== Instruction ==
Give back the full listing verbatim, apart from its images.

══════════

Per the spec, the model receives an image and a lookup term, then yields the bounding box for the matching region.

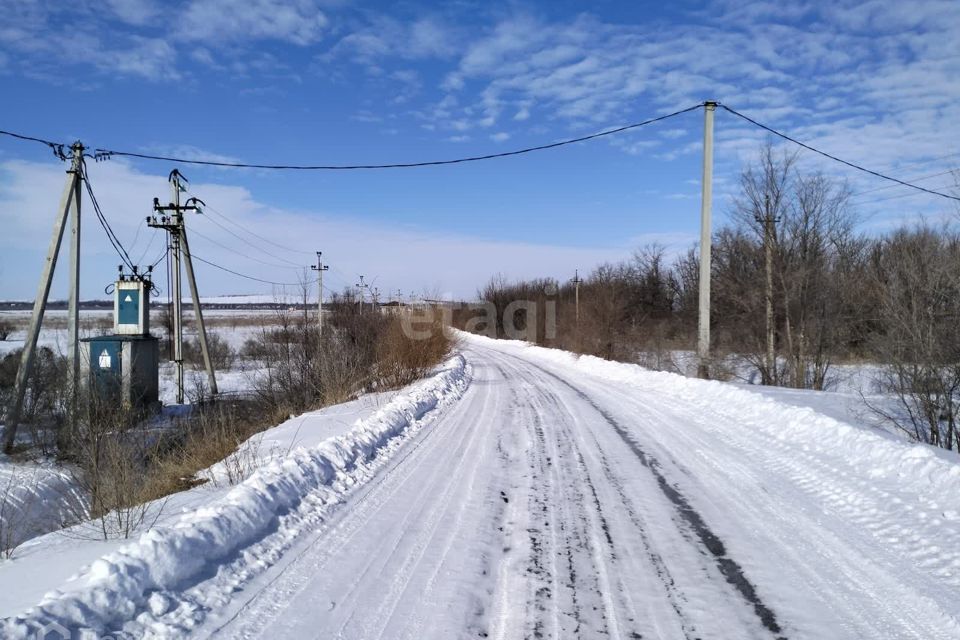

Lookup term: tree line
[454,144,960,449]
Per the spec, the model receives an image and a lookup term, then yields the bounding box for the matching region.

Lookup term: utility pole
[756,194,778,384]
[570,269,583,327]
[3,141,84,453]
[147,169,218,404]
[697,101,717,378]
[310,251,330,339]
[356,276,370,315]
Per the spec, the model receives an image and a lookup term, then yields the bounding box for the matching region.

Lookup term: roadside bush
[145,399,270,499]
[0,347,67,455]
[183,331,237,371]
[377,310,451,387]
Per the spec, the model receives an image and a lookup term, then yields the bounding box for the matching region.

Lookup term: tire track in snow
[510,352,785,639]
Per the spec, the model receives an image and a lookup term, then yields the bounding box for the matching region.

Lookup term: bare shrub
[183,332,237,371]
[146,400,269,498]
[872,225,960,449]
[377,309,450,387]
[61,393,162,540]
[0,347,67,456]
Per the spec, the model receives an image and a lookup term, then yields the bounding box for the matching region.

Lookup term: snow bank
[0,457,83,551]
[0,356,469,639]
[461,334,960,496]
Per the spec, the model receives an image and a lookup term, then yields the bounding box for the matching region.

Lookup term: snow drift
[2,356,470,639]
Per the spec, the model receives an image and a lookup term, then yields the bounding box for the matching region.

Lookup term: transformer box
[81,273,160,409]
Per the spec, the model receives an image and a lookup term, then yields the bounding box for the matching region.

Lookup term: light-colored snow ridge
[0,355,470,640]
[488,336,960,500]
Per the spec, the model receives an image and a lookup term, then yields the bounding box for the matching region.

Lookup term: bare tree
[872,225,960,449]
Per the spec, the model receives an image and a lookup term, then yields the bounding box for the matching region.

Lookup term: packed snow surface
[0,336,960,639]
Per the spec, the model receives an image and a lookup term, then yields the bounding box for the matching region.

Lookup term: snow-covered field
[0,336,960,639]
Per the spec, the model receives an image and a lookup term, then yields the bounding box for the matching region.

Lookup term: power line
[0,130,68,160]
[188,191,303,269]
[80,159,135,273]
[186,189,313,258]
[190,227,305,269]
[90,103,703,171]
[719,104,960,201]
[850,184,953,205]
[190,252,303,287]
[851,169,954,197]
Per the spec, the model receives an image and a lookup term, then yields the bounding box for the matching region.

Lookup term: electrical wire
[717,104,960,201]
[0,130,69,160]
[190,227,303,270]
[850,184,953,205]
[850,169,955,197]
[190,252,303,287]
[185,189,314,258]
[80,158,134,273]
[95,102,703,171]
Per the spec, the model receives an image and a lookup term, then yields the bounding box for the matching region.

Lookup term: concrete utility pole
[697,101,717,378]
[356,276,370,315]
[756,194,777,384]
[147,169,218,404]
[310,251,330,339]
[570,269,583,326]
[3,141,84,453]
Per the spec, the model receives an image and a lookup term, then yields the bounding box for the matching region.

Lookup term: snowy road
[192,338,960,639]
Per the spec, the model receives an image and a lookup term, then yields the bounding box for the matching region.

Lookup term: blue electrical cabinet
[87,336,123,397]
[117,289,140,325]
[113,278,152,336]
[81,274,160,410]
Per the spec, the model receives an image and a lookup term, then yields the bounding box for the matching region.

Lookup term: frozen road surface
[1,337,960,640]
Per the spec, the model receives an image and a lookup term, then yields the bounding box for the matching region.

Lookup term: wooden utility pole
[147,169,218,404]
[697,101,717,378]
[3,141,84,453]
[756,194,777,384]
[310,251,330,339]
[570,269,583,326]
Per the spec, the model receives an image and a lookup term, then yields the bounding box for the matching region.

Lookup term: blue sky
[0,0,960,299]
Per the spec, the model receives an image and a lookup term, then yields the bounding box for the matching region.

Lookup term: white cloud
[105,0,160,25]
[0,160,630,299]
[177,0,329,45]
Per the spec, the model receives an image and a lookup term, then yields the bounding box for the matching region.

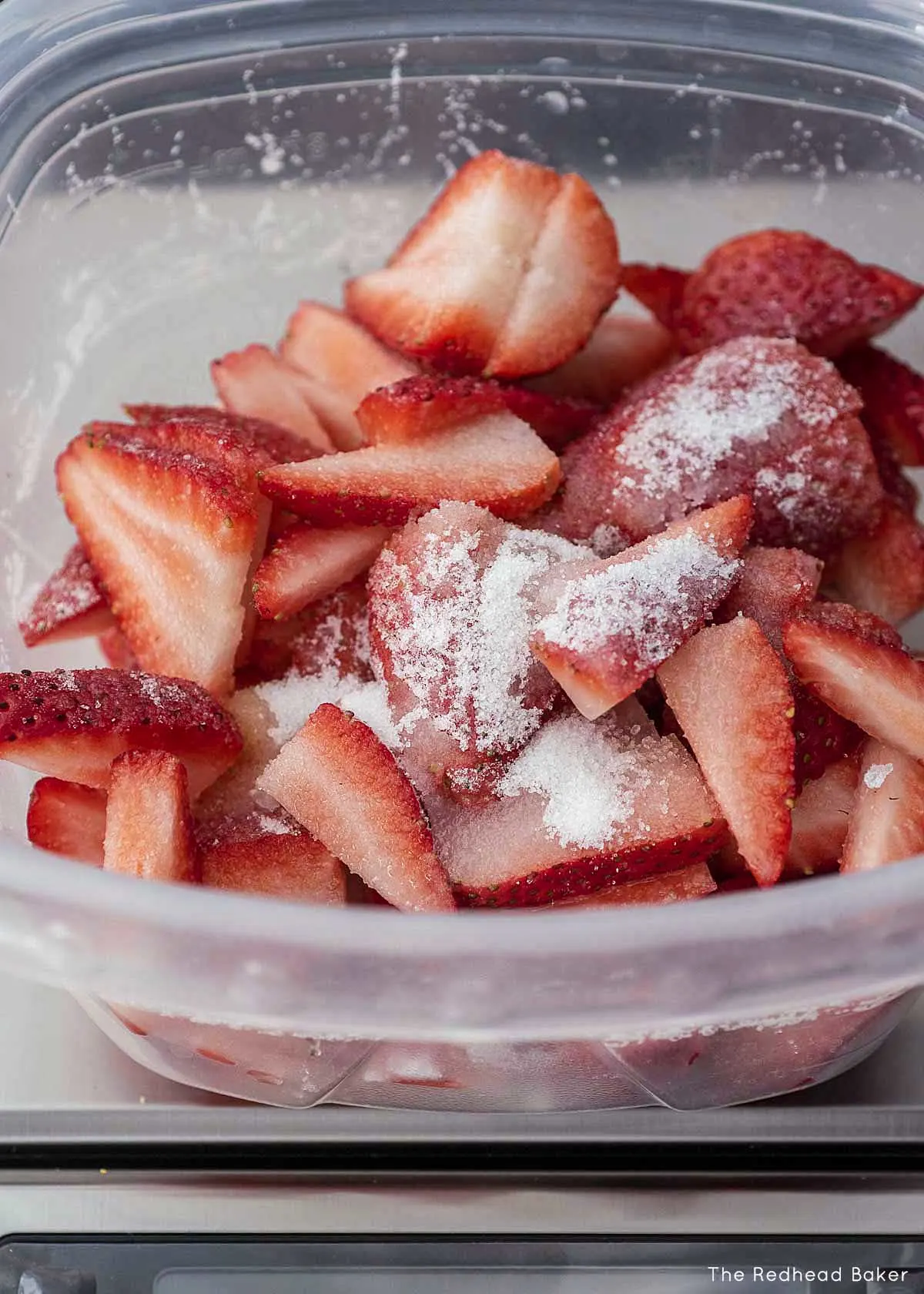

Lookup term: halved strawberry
[260,706,454,912]
[261,411,561,525]
[19,544,116,647]
[783,603,924,759]
[0,669,242,795]
[344,152,620,378]
[841,739,924,872]
[102,750,198,883]
[546,337,882,556]
[827,502,924,625]
[529,495,752,719]
[253,521,391,620]
[658,616,795,885]
[57,423,266,693]
[26,778,106,867]
[785,758,859,879]
[673,229,924,354]
[196,810,346,906]
[213,346,334,454]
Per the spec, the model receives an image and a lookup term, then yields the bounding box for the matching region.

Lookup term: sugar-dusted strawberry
[424,702,725,907]
[0,669,242,795]
[57,424,266,693]
[280,301,417,409]
[213,346,334,454]
[253,521,391,620]
[344,152,620,378]
[26,778,106,867]
[527,314,675,404]
[658,616,795,885]
[550,337,882,556]
[529,497,752,719]
[783,603,924,759]
[673,229,924,354]
[102,750,198,883]
[841,738,924,872]
[260,706,454,912]
[622,261,691,333]
[196,809,346,906]
[19,544,114,647]
[261,397,561,525]
[784,758,859,879]
[827,502,924,625]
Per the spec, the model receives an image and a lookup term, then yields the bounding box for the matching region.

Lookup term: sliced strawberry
[0,669,242,795]
[527,314,675,404]
[26,778,106,867]
[19,544,114,647]
[546,337,882,556]
[529,497,752,719]
[280,301,417,409]
[253,521,391,620]
[102,750,198,883]
[196,810,346,906]
[260,706,454,912]
[658,616,795,885]
[827,502,924,625]
[783,603,924,759]
[57,423,266,693]
[344,152,620,378]
[673,229,924,354]
[841,739,924,872]
[261,411,561,525]
[213,346,334,454]
[785,758,858,877]
[427,702,725,907]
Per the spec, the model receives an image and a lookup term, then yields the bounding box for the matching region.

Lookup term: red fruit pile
[0,153,924,911]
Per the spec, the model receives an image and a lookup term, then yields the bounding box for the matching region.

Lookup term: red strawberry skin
[26,778,106,867]
[0,669,242,795]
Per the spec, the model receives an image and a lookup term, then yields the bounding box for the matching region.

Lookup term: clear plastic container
[0,0,924,1109]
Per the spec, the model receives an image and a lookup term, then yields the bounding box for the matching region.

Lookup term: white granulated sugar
[537,531,740,666]
[863,763,896,790]
[497,716,650,849]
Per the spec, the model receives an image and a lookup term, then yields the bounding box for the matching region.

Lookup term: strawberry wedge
[841,739,924,872]
[259,704,454,912]
[658,616,795,885]
[529,497,752,719]
[102,750,198,883]
[0,669,242,795]
[26,778,106,867]
[783,603,924,759]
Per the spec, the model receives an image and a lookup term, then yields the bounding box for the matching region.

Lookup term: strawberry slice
[26,778,106,867]
[841,739,924,872]
[213,346,334,454]
[546,337,882,556]
[253,521,391,620]
[426,702,725,907]
[827,502,924,625]
[344,152,620,378]
[260,706,454,912]
[261,397,561,527]
[0,669,242,795]
[19,544,114,647]
[658,616,795,885]
[785,758,859,879]
[673,229,924,354]
[57,423,266,695]
[783,603,924,759]
[196,810,346,906]
[102,750,198,883]
[529,497,752,719]
[280,301,417,409]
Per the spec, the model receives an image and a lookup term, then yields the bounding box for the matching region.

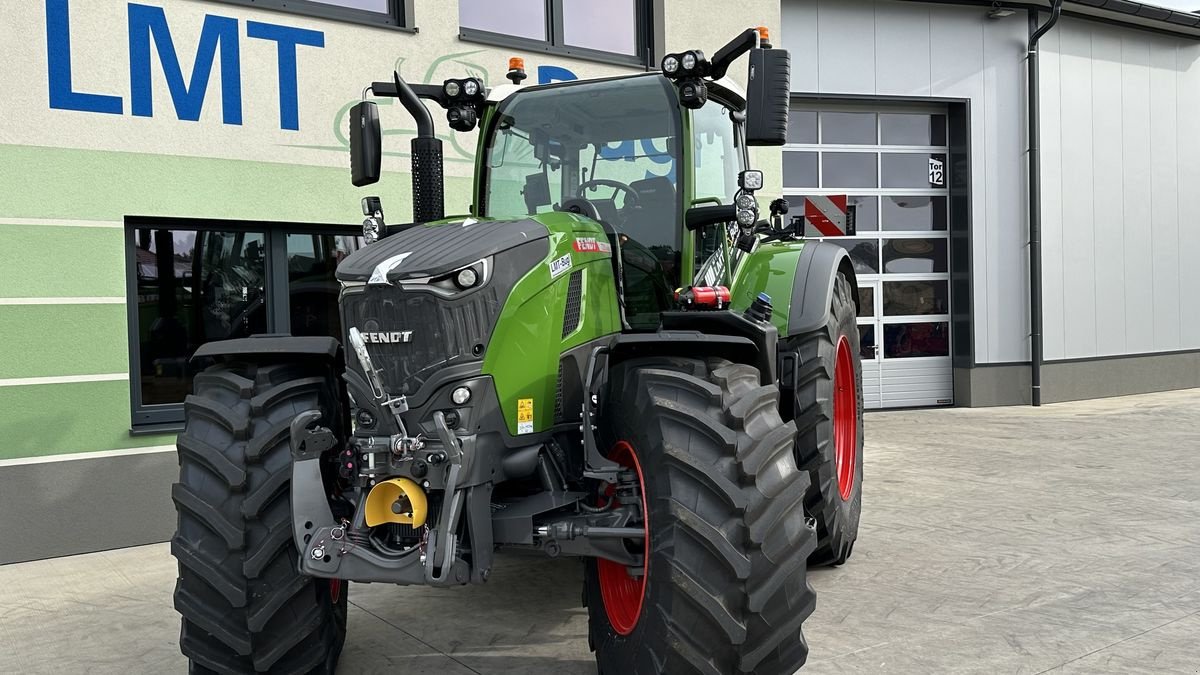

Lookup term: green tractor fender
[780,241,862,336]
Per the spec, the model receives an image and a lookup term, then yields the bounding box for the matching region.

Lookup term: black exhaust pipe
[392,72,445,222]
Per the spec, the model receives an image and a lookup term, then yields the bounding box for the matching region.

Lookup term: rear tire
[584,358,816,675]
[780,267,863,567]
[170,363,348,673]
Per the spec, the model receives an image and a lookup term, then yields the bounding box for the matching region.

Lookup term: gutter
[1026,0,1062,406]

══════════

== Answer for the task ==
Per the spec, the model receives an image and a lookup term, then yields the bounding box for the matching region.


Lookup term: tree line
[454,144,960,449]
Per the spec, the model receives an image and a lookup term, then yields the bounding box for the matching region.

Lookup term: utility pole
[756,194,778,384]
[570,269,583,327]
[3,141,84,453]
[147,169,218,404]
[697,101,717,378]
[310,251,330,339]
[356,276,370,315]
Per the spec, the model receives an image and a lookup term, then yields the bounding box for the matching region.

Lookup term: roadside bush
[145,399,270,499]
[0,347,67,455]
[183,331,237,371]
[377,310,451,387]
Per the spec, the model receives an image and a lookup term, then yields the bounding box for the matching region.

Lookup term: tire track in snow
[510,352,785,639]
Per the spec, the model receives an image and a lookup term, then yields the bounding box for the matching region.

Lookup term: bare shrub
[183,332,237,371]
[146,400,269,498]
[872,225,960,449]
[377,309,450,387]
[61,393,162,540]
[0,347,67,456]
Per the spec, the model receives an image and a lookup term, then yields the bounding box for the matching region.

Lookup term: snow bank
[0,457,83,551]
[0,356,469,639]
[461,334,960,496]
Per the spec, the model receives an image and a lookup term, then yields the bounding box for the matching region.

Lookup term: snow drift
[2,356,470,639]
Per the spec, the model receives an image and a lookup term, then yields the bounding box for the matching region.

Lookup term: transformer box
[81,273,160,409]
Per the spec, the model receives an image and a lookup term, then yields the bounding box for the matching region.

Lookup term: light-colored snow ridge
[0,355,470,640]
[488,336,960,500]
Per the spec, the model receives an image and a lookup term, then yields the bounding box for the matching region.

Lookup term: bare tree
[872,225,960,449]
Per the spec, the model receives an image and a lookup term, then yields the bounding box for the matching region.

Lookup term: packed snow surface
[0,336,960,639]
Per the spec, the model receives an image and a lookup term, then yields the bounding box for the matching region.

Lookup term: snow-covered field
[0,336,960,639]
Per the spec, the model receives an image and a lookup term, then yields the bounding box for the matching region.

Lookup term: power line
[0,130,68,160]
[188,191,303,269]
[80,159,135,273]
[186,189,313,258]
[190,227,305,269]
[90,103,703,171]
[719,104,960,201]
[850,184,953,205]
[190,252,303,287]
[851,169,954,197]
Per the spec, the model receives an image and a lookup term, then yields the bounding box for the matching region.

Lookup term: electrical wire
[717,104,960,201]
[0,130,69,160]
[190,227,303,270]
[850,184,953,205]
[850,169,955,197]
[190,252,303,287]
[185,189,314,258]
[80,158,134,273]
[95,102,703,171]
Per the spec, the model receives an image and a lookup term, then yields the bounding box for the matching region.

Lookup term: concrete utility pole
[697,101,717,378]
[356,276,370,315]
[756,194,777,384]
[147,169,218,404]
[310,251,330,339]
[570,269,583,326]
[3,141,84,453]
Per the spec, the model receives an image and a lookup term, then yields the bounding box for the matching region.

Lookup term: snowy road
[192,338,960,639]
Per the spec, the model receives an image and a lookup term, then yields the bounding box for the matching region.

Lookup term: blue electrical cabinet
[87,336,123,397]
[117,289,140,325]
[113,278,152,336]
[81,274,160,410]
Per the spec, the model receives an image and a lookup term, then yields the bounding box for the matching region.

Lookup term: frozen road surface
[1,337,960,640]
Per the spec, the model receives an image and a lookup term, then yields the bounding box for the matching region.

Lookup term: wooden utility pole
[147,169,218,404]
[697,101,717,378]
[3,141,84,453]
[756,194,777,384]
[310,251,330,339]
[570,269,583,326]
Per the spec, the model receives an image and a lookup term, then yields the bounding box for the matching region.

Lookup term: blue sky
[0,0,960,299]
Per the spec, the model receives an image and a lookup term, then yields the bounding box for the matching region.

Lookup term: white cloud
[105,0,160,25]
[0,160,630,299]
[177,0,329,45]
Per the spec, the model receives an image and a lookup term, then yields the bounding box for the matching region.


Lookup term: halved strawberry
[260,706,454,912]
[261,411,561,525]
[19,544,116,647]
[783,603,924,759]
[0,669,242,795]
[344,152,620,378]
[841,739,924,872]
[102,750,198,883]
[546,337,882,556]
[827,502,924,625]
[529,495,752,719]
[253,521,391,620]
[658,616,795,885]
[57,423,266,693]
[26,778,106,867]
[785,758,859,879]
[673,229,924,354]
[196,810,346,906]
[213,346,334,454]
Per the spec, the model receives an image and a lookup term, then yields the bounding box for the matching region.

Lookup term: sugar-dusted strawberry
[424,702,725,907]
[0,669,242,795]
[57,424,266,693]
[280,301,417,409]
[213,346,334,454]
[253,521,391,620]
[344,152,620,378]
[26,778,106,867]
[527,314,675,404]
[658,616,795,885]
[550,337,882,556]
[529,497,752,719]
[783,603,924,759]
[673,229,924,354]
[102,750,198,883]
[841,738,924,872]
[260,706,454,912]
[622,261,691,333]
[196,809,346,906]
[19,544,114,647]
[261,397,561,525]
[784,758,859,879]
[827,502,924,625]
Per the spec, the model receives an image and a lookup term, then yields the bounding box for the matching region.

Lookup term: sliced strawberry
[0,669,242,795]
[527,314,675,404]
[26,778,106,867]
[19,544,114,647]
[546,337,882,556]
[529,497,752,719]
[280,301,417,409]
[253,521,391,620]
[102,750,198,883]
[196,810,346,906]
[260,706,454,912]
[658,616,795,885]
[827,502,924,625]
[783,603,924,759]
[57,423,266,693]
[344,152,620,378]
[673,229,924,354]
[841,739,924,872]
[261,411,561,525]
[213,346,334,454]
[785,758,858,877]
[427,702,725,907]
Per the spec, the model receives an image and a lookup term, then yields the bounding box for the matching region.

Lookup term: red fruit pile
[0,153,924,911]
Per the spec, the model receives an image and a lookup term, then yields the bounding box for the matching region.

Lookup term: red strawberry skin
[26,778,106,867]
[0,669,242,795]
Per the spec, the model receives an image and a lookup term, then yields the bounding box for the matching region.

Lookup term: clear plastic container
[0,0,924,1109]
Per the spec, the model receives an image and a lookup term, then yields the bounding box for the matching region.

Lookup term: white granulated sugar
[537,531,740,666]
[863,763,896,790]
[497,716,650,849]
Per the spec, the model receives an image and a lookup term, then yields the bounding box for the matching region.

Lookup term: strawberry wedge
[841,739,924,872]
[259,704,454,912]
[658,616,795,885]
[529,497,752,719]
[102,750,198,883]
[0,669,242,795]
[26,778,106,867]
[783,603,924,759]
Per the spec, the model receives an image and a lookup term, then yields the bounding box for the matching region.

Lookup term: strawberry slice
[26,778,106,867]
[841,739,924,872]
[213,346,334,454]
[546,337,882,556]
[253,521,391,620]
[426,702,725,907]
[827,502,924,625]
[344,152,620,378]
[260,706,454,912]
[261,397,561,527]
[0,669,242,795]
[19,544,114,647]
[658,616,795,885]
[785,758,859,879]
[673,229,924,354]
[57,423,266,695]
[783,603,924,759]
[196,810,346,906]
[102,750,198,883]
[529,497,752,719]
[280,301,417,409]
Per the spec, the model receives an image and a lookup term, then yields the bounding box for the matching region.


Lookup term: green tractor fender
[780,241,862,336]
Per the spec, the model receives an image and a lookup term, then yields the bounding box for the matching region.

Lookup term: black exhaust pipe
[392,72,445,222]
Per the spec, the model receives an image and a lookup term, then yields the bounding box for the matching region.

Lookup term: rear tire
[584,358,816,675]
[780,267,863,567]
[170,363,348,673]
Per the spec, the model receives an image and a lookup term, then yields the bounding box for the matching region.

Lookup term: gutter
[1026,0,1062,406]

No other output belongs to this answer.